Records drawn from a dataset
%%

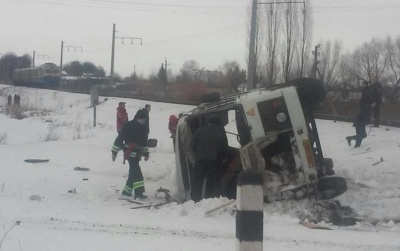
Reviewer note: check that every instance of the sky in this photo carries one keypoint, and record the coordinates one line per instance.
(210, 32)
(59, 126)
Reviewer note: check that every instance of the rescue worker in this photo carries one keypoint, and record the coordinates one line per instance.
(147, 109)
(134, 137)
(9, 100)
(210, 148)
(172, 125)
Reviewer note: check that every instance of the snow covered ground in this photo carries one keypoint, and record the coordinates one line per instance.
(59, 208)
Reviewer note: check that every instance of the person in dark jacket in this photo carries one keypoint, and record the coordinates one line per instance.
(363, 117)
(122, 116)
(134, 138)
(210, 148)
(172, 125)
(147, 109)
(376, 91)
(122, 119)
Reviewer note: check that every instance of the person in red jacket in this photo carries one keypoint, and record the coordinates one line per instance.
(122, 116)
(122, 119)
(172, 124)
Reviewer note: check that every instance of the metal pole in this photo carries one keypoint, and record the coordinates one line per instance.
(251, 64)
(62, 49)
(112, 57)
(33, 59)
(94, 114)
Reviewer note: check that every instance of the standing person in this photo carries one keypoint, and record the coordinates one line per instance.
(135, 147)
(18, 100)
(172, 125)
(9, 100)
(363, 117)
(377, 99)
(147, 109)
(15, 99)
(122, 119)
(210, 148)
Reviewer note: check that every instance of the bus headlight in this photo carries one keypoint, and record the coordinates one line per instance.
(281, 117)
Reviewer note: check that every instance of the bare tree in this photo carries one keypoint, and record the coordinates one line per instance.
(328, 70)
(305, 38)
(290, 26)
(370, 61)
(392, 71)
(271, 15)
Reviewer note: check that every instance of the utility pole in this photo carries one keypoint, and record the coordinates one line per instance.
(113, 51)
(62, 52)
(251, 64)
(166, 72)
(316, 62)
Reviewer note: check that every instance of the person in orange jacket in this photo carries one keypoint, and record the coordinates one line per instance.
(134, 144)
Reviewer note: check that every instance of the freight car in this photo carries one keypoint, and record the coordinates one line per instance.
(45, 76)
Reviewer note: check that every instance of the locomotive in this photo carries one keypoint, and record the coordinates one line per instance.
(44, 76)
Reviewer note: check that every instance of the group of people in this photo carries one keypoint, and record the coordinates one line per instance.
(132, 139)
(210, 148)
(369, 111)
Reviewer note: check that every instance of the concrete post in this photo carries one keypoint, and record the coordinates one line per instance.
(249, 216)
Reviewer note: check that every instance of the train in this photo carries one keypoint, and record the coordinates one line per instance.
(44, 76)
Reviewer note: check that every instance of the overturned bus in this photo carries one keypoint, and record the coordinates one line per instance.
(271, 130)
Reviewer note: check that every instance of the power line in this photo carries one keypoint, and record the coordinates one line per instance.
(119, 5)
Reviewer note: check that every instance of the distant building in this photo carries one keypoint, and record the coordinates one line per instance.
(212, 78)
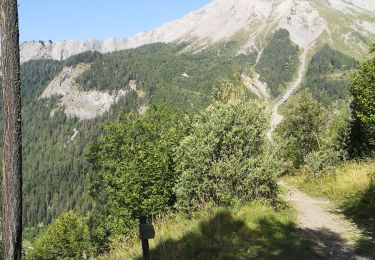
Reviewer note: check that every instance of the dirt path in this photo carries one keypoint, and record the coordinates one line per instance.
(334, 235)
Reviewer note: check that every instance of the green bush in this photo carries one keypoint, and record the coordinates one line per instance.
(66, 238)
(321, 162)
(221, 160)
(301, 128)
(363, 107)
(133, 172)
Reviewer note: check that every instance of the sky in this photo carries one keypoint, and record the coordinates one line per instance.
(100, 19)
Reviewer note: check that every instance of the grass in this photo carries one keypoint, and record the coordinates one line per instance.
(253, 231)
(351, 188)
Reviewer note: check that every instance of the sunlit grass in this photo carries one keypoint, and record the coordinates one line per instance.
(352, 189)
(256, 230)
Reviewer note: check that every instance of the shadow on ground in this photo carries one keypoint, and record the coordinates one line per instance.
(224, 237)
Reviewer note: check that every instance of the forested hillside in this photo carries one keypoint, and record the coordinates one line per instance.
(56, 170)
(328, 73)
(279, 62)
(55, 167)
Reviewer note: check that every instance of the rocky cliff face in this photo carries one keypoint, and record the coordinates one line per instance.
(343, 21)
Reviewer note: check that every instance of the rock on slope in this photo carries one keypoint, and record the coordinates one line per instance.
(78, 103)
(343, 20)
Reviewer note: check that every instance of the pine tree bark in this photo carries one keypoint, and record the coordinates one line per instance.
(12, 150)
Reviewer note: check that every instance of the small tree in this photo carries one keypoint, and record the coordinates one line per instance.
(222, 160)
(133, 171)
(363, 109)
(65, 238)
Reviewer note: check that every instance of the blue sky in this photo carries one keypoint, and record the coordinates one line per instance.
(101, 19)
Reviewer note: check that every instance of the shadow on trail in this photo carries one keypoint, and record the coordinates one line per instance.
(224, 237)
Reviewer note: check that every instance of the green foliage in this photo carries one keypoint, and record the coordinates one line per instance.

%%

**Requirement:** Return the data above in its exact wording, with none of the pictures.

**Task output:**
Reviewer note: check that every instance of the sky in this photo carries one keypoint, and record the coordinates one line per instance.
(210, 32)
(59, 126)
Reviewer note: check that every instance of the rescue worker in this photo carries one keypoint, and record the coordinates one line per instance.
(147, 109)
(134, 137)
(9, 100)
(210, 148)
(172, 125)
Reviewer note: check that every instance of the snow covered ground in this photo carries one keypoint, and record the coordinates one line per instance.
(59, 208)
Reviewer note: check that every instance of the person in dark jacket in this photo carries one keypoint, and record the coordinates one line per instance.
(363, 117)
(122, 116)
(134, 138)
(210, 148)
(172, 125)
(147, 109)
(376, 91)
(122, 119)
Reviewer note: check that every instance of the person in red jacket in this photo carries one keypoint, and record the coordinates one line per instance.
(122, 116)
(122, 119)
(172, 124)
Reviewer note: check that every instance of the metal pole in this photo carries one keypoint, and record the coordinates one line per instance.
(251, 64)
(62, 49)
(112, 57)
(33, 59)
(94, 114)
Reviewer note: check that every instance of the standing person in this photo carries one keypoint, and record the coordinates one line per instance.
(135, 147)
(18, 100)
(172, 125)
(9, 100)
(363, 117)
(377, 99)
(147, 109)
(15, 99)
(122, 119)
(210, 148)
Reviewer note: check that every instance of the bus headlight in this photo carries one keypoint, and record the coordinates one line per instance.
(281, 117)
Reviewer note: check that every instance of the bare tree in this photo carries one keypoint, and record the coordinates one line per instance.
(328, 70)
(305, 38)
(290, 26)
(370, 61)
(392, 71)
(271, 15)
Reviewer note: check that every instance of the utility pole in this photo carries one keypoint, and record the coordinates one line per instance.
(113, 51)
(62, 52)
(251, 64)
(166, 72)
(316, 62)
Reviewer note: check that every instance of the person in orange jacket in this photo carries one keypoint, and record the coordinates one line per instance.
(134, 144)
Reviewer note: check that every instance of the freight car in this photo carries one keypoint, and record the coordinates one line per instance.
(45, 76)
Reviewer note: check that every instance of the locomotive in this photo carries one keypoint, and record the coordinates one line per instance.
(44, 76)
Reviewer note: check that every instance of the group of people in this photo carries one keypoint, and record the coordinates one line per instance.
(132, 139)
(210, 148)
(369, 111)
Reviewer note: check that every instance of the concrete post in this photo carries one keypoint, and record the coordinates one line per instance.
(249, 216)
Reviewer note: check that every instance of the train in this photo carries one keypoint, and record the coordinates one line per instance.
(44, 76)
Reviewer note: check that every instance of the overturned bus in this photo carries one keypoint, and record the coordinates one line per instance.
(271, 130)
Reviewer note: check that every instance of the power line in this photo carries one keypoint, and record the coordinates one line per instance.
(119, 5)
Reviewer note: check that every instance of the distant building in this photo carries one keypoint, and record the coordinates one line per instance.
(212, 78)
Reviewer note: check that every instance of the dirt path in this photo carries one keypoint, and record the coordinates one line per instance.
(334, 235)
Reviewer note: check that every instance of the green bush in this photo carries one keypoint, and record the coordinates one line per instance.
(66, 238)
(321, 162)
(221, 160)
(301, 128)
(363, 107)
(133, 172)
Reviewer note: check that every instance of the sky in this photo carries one keypoint, and record the coordinates one line per instance.
(100, 19)
Reviewer note: check that every instance of the grass in this photo carries one keypoint, and record the coordinates one line per instance.
(253, 231)
(351, 188)
Reviewer note: check that every instance of the sunlit grass in this photo carries one keypoint, and record the coordinates one line per instance.
(352, 189)
(256, 230)
Reviewer note: check that every instance of the shadow on ground in this photo carries one keypoint, and record the coordinates one line per instance.
(224, 237)
Reviewer note: check that every instance of the forested hillside in this photo carries one keypoint, and record the coordinates one line per instance.
(56, 170)
(328, 73)
(279, 62)
(55, 167)
Reviewer note: check that every instance of the rocky cliff face in this photo carries one keypoint, and record the coordinates one line per instance.
(343, 21)
Reviewer note: check that every instance of the rock on slope in this photo carries one keypoint, and record the coordinates one line per instance.
(78, 103)
(343, 20)
Reviewer note: check that every instance of the pine tree bark in this photo carries one keypoint, and record the coordinates one line per instance.
(12, 150)
Reviewer note: check that every instance of the small tree in this photo carries one keypoint, and record the coordinates one line per instance.
(222, 160)
(133, 171)
(363, 109)
(65, 238)
Reviewer note: check that every instance of the blue sky in this photo carries one keypoint, and record the coordinates one line per instance.
(101, 19)
Reviewer note: check that every instance of the shadow on trail in this photo carries one keypoint, and record the coordinates one line per instance.
(224, 237)
Reviewer note: check that every instance of the green foliage in this photo carries one keypoint, and record the coordinates one line per instance.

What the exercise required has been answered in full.